== Supplied information
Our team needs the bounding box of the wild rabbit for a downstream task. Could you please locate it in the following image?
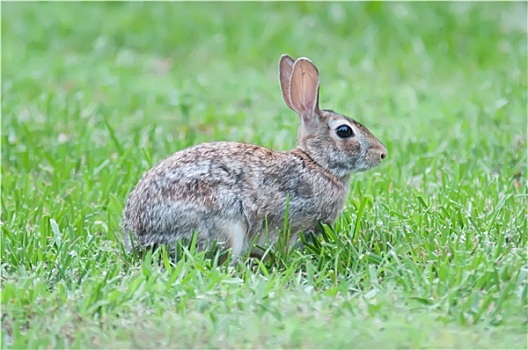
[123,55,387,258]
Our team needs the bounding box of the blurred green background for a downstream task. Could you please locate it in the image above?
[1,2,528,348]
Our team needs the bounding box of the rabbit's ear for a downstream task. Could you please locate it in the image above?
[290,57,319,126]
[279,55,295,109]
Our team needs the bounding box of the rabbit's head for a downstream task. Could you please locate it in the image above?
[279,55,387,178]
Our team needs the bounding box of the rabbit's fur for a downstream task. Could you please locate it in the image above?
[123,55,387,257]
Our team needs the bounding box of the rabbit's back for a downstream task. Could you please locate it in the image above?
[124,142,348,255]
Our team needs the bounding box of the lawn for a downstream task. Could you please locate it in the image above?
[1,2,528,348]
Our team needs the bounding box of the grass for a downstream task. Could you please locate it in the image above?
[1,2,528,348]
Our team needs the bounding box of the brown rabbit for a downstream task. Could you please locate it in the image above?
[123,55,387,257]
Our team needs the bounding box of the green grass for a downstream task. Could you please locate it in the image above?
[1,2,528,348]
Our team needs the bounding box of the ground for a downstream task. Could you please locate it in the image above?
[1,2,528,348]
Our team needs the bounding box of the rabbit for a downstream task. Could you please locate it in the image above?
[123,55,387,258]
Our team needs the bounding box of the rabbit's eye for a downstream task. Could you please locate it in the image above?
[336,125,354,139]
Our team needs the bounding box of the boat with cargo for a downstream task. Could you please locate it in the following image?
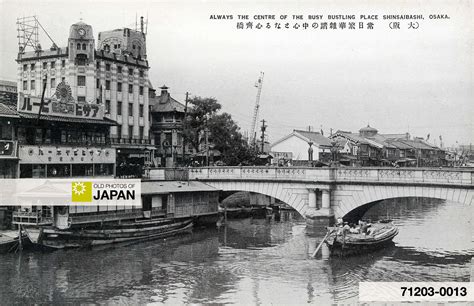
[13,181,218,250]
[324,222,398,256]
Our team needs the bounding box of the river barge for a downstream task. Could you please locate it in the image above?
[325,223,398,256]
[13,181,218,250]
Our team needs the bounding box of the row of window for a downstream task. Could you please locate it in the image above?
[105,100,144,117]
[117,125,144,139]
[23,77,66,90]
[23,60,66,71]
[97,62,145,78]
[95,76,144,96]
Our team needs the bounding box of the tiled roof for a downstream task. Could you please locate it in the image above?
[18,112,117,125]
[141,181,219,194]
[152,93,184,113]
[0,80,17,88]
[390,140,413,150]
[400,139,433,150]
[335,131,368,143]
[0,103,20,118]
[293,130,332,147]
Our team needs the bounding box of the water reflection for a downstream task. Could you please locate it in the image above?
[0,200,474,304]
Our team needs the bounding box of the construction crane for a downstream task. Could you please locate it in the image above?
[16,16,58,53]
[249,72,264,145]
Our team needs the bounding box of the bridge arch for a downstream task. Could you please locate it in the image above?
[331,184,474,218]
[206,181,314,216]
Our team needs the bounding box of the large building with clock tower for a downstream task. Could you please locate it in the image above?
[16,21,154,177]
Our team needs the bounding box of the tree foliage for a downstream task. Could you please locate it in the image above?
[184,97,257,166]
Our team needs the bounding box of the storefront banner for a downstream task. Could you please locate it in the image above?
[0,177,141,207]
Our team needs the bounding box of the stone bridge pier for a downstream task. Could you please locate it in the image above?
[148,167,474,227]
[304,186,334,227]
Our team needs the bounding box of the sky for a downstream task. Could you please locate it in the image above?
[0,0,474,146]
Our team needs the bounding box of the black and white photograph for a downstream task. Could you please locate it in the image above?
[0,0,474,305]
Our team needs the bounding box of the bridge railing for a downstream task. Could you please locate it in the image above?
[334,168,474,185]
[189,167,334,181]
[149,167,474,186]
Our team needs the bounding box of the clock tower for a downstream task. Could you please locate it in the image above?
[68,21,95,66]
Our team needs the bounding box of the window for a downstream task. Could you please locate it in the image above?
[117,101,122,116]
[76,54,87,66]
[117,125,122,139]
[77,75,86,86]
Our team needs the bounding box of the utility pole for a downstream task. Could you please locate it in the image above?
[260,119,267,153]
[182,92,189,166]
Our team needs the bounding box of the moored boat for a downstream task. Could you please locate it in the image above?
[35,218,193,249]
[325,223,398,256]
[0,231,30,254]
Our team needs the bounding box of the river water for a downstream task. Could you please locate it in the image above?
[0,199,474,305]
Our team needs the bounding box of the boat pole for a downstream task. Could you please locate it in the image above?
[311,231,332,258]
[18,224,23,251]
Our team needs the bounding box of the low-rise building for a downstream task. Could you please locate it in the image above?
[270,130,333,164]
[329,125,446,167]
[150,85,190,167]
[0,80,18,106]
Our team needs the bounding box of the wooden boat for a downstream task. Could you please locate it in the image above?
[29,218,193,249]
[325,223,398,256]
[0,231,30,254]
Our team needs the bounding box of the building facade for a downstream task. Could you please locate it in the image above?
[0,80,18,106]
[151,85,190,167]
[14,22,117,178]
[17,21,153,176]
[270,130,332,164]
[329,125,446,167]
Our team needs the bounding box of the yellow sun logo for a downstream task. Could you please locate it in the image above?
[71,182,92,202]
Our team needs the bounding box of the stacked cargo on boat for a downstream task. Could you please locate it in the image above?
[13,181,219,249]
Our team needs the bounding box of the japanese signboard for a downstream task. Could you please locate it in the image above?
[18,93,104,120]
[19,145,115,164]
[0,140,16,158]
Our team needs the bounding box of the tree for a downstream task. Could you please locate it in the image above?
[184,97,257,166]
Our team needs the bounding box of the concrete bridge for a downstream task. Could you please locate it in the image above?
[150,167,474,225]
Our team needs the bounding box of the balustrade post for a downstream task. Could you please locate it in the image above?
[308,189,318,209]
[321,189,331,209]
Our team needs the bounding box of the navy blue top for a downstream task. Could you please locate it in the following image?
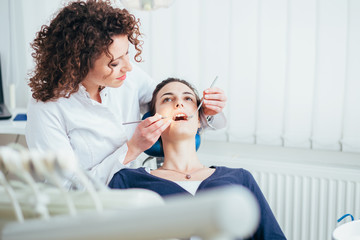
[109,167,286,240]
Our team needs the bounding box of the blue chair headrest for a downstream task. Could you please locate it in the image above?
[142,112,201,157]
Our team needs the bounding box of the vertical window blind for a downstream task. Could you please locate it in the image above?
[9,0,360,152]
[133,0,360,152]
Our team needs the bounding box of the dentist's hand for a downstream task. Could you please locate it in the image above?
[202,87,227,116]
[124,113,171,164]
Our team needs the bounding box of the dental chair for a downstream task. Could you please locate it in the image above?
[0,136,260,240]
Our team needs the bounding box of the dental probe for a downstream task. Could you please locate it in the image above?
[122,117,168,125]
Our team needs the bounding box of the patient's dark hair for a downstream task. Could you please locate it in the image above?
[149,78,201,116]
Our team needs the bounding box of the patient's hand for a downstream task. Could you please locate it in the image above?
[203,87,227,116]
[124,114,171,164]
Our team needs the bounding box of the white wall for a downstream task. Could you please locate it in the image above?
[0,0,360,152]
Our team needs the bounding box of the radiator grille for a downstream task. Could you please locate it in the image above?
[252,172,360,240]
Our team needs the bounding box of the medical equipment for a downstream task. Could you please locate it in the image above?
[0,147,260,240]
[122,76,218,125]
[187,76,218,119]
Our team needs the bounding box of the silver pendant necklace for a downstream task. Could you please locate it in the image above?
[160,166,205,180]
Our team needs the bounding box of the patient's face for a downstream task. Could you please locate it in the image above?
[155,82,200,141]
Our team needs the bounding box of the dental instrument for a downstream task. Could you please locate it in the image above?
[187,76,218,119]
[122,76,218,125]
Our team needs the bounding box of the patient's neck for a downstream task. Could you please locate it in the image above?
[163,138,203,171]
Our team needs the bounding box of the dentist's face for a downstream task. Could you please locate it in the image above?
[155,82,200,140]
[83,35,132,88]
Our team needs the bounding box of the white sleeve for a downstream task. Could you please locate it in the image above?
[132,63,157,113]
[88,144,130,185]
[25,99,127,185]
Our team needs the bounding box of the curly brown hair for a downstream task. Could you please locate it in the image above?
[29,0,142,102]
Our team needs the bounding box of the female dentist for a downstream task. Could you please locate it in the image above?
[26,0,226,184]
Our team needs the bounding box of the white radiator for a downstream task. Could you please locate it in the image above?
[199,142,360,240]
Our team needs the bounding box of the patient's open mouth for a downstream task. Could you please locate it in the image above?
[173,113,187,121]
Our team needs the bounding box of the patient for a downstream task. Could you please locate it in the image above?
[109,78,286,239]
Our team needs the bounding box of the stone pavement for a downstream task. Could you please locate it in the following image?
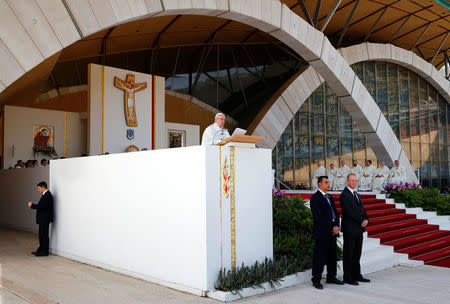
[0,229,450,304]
====
== Supplied information
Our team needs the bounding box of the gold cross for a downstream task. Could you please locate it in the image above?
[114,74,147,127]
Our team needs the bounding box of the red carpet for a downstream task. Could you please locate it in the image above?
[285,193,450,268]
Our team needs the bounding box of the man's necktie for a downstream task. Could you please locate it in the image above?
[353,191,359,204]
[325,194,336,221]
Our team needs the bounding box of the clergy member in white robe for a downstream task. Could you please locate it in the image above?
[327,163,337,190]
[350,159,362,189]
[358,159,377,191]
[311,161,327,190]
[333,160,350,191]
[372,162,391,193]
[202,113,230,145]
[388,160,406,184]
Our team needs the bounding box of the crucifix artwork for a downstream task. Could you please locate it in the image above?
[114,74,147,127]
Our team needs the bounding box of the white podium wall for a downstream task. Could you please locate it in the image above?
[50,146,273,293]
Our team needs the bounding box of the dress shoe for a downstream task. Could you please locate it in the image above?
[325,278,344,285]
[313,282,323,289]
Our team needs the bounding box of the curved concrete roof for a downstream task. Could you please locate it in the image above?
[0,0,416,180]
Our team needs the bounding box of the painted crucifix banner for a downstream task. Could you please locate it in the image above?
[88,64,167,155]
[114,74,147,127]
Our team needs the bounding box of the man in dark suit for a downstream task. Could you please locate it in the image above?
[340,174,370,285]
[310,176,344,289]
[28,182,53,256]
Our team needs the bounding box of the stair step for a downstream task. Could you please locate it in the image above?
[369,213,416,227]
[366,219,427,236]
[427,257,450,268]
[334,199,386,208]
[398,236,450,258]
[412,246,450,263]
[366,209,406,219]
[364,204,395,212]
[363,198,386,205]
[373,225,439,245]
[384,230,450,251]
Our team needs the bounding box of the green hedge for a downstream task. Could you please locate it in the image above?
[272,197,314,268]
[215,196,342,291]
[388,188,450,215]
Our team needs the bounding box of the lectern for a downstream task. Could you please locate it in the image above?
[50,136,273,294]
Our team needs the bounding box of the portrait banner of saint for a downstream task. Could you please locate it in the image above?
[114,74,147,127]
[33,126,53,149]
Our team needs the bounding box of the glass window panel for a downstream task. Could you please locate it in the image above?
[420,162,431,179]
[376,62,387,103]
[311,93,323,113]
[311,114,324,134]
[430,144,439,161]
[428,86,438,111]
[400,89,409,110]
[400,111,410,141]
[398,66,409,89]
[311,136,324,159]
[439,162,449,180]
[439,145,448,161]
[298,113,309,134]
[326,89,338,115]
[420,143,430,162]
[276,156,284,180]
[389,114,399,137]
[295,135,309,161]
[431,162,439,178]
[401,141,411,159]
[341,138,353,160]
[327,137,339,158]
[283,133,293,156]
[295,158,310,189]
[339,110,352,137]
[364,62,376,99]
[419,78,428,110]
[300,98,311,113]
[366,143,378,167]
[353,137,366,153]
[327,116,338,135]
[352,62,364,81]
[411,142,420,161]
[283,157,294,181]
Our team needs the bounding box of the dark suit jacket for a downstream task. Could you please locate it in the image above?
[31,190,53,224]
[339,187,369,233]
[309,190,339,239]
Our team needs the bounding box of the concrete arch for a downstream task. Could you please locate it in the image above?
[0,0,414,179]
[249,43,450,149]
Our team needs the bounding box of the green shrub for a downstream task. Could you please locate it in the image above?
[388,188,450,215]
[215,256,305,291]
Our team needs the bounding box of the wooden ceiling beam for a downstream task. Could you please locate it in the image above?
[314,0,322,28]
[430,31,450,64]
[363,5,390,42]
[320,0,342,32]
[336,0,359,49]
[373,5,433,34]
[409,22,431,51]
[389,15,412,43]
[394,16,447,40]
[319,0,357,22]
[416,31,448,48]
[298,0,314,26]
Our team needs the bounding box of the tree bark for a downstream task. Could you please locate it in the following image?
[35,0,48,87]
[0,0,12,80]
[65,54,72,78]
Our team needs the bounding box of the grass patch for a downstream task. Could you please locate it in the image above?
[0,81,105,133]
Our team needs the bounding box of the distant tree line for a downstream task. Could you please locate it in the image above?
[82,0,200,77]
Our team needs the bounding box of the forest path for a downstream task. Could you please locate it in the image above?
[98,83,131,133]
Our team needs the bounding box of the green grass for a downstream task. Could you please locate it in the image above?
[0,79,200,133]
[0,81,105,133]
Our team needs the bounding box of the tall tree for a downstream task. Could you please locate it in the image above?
====
Given instruction: Could you reproduce word for word the part of the listing that opens with the line containing "Our team needs the bounding box of the low-rise" and closes with the line containing "[13,181,219,249]", both of those lines included?

Written solution:
Our team needs the bounding box of the low-rise building for a downstream task. Could you please locate it in the image above?
[270,130,333,164]
[329,125,446,167]
[150,85,190,167]
[0,80,18,106]
Our team needs the bounding box of the wooden boat for a downstream task. Could you please locate it in the image above?
[29,218,193,249]
[325,223,398,256]
[0,231,30,254]
Our team needs the bounding box of the building facade for a downstream task. Could you please locate it in the image above?
[0,80,18,106]
[151,85,190,167]
[14,22,117,178]
[17,21,153,176]
[270,130,332,164]
[329,125,446,167]
Our team needs the bounding box of the yellow sun logo for a downstream task. Could you please locate it in the image above?
[71,182,92,202]
Our team needs the bounding box of the stacked cargo on boat for a downstream task. Could you please locate it in the image above?
[13,181,219,249]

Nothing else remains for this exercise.